-- What you are asked to do --
Scan the data below for lines holding the word "compound", and copy each line found.

-- Data --
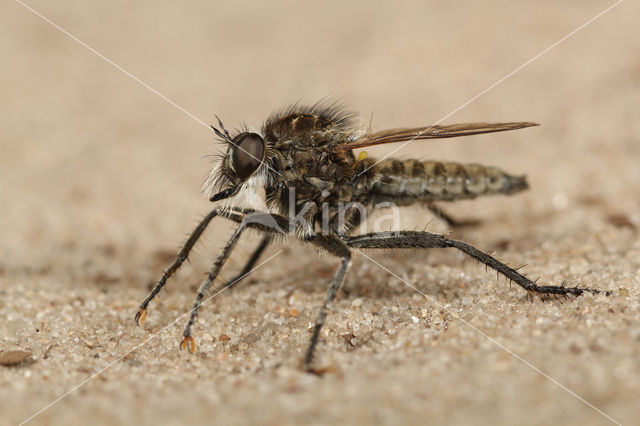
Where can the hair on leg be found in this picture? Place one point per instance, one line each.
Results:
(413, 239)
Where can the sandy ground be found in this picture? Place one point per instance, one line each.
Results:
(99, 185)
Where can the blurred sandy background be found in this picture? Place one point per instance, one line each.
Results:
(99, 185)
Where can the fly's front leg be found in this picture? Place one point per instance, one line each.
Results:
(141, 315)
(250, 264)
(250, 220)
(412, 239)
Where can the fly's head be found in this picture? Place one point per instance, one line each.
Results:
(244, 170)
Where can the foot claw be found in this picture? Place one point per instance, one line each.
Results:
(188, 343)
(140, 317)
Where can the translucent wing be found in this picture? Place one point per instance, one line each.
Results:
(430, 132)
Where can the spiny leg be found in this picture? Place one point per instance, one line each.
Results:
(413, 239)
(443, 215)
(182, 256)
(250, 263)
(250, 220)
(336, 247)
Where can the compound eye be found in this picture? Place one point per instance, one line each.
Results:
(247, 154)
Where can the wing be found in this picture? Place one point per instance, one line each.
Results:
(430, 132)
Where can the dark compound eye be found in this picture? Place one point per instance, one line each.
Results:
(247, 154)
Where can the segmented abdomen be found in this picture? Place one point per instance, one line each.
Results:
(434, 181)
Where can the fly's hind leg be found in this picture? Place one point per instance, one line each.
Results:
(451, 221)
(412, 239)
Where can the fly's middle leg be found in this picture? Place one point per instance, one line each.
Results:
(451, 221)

--

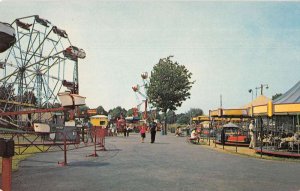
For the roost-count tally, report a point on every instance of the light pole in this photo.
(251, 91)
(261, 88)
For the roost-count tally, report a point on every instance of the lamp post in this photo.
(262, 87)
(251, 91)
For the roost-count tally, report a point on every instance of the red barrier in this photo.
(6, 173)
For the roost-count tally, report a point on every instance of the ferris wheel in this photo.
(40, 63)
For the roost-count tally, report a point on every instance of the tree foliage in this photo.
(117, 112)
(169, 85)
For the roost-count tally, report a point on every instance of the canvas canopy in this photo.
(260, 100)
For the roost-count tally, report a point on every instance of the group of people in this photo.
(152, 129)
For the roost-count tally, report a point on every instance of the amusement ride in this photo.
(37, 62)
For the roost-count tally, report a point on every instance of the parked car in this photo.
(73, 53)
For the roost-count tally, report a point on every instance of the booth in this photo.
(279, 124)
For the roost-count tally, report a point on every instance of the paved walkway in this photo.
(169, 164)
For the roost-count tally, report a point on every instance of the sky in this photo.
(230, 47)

-- Output of the exercise --
Where can the compound eye be found in this picture? Place one point per instance, one line each.
Where can the dark compound eye be found in this picture? Place one point per instance, one line each.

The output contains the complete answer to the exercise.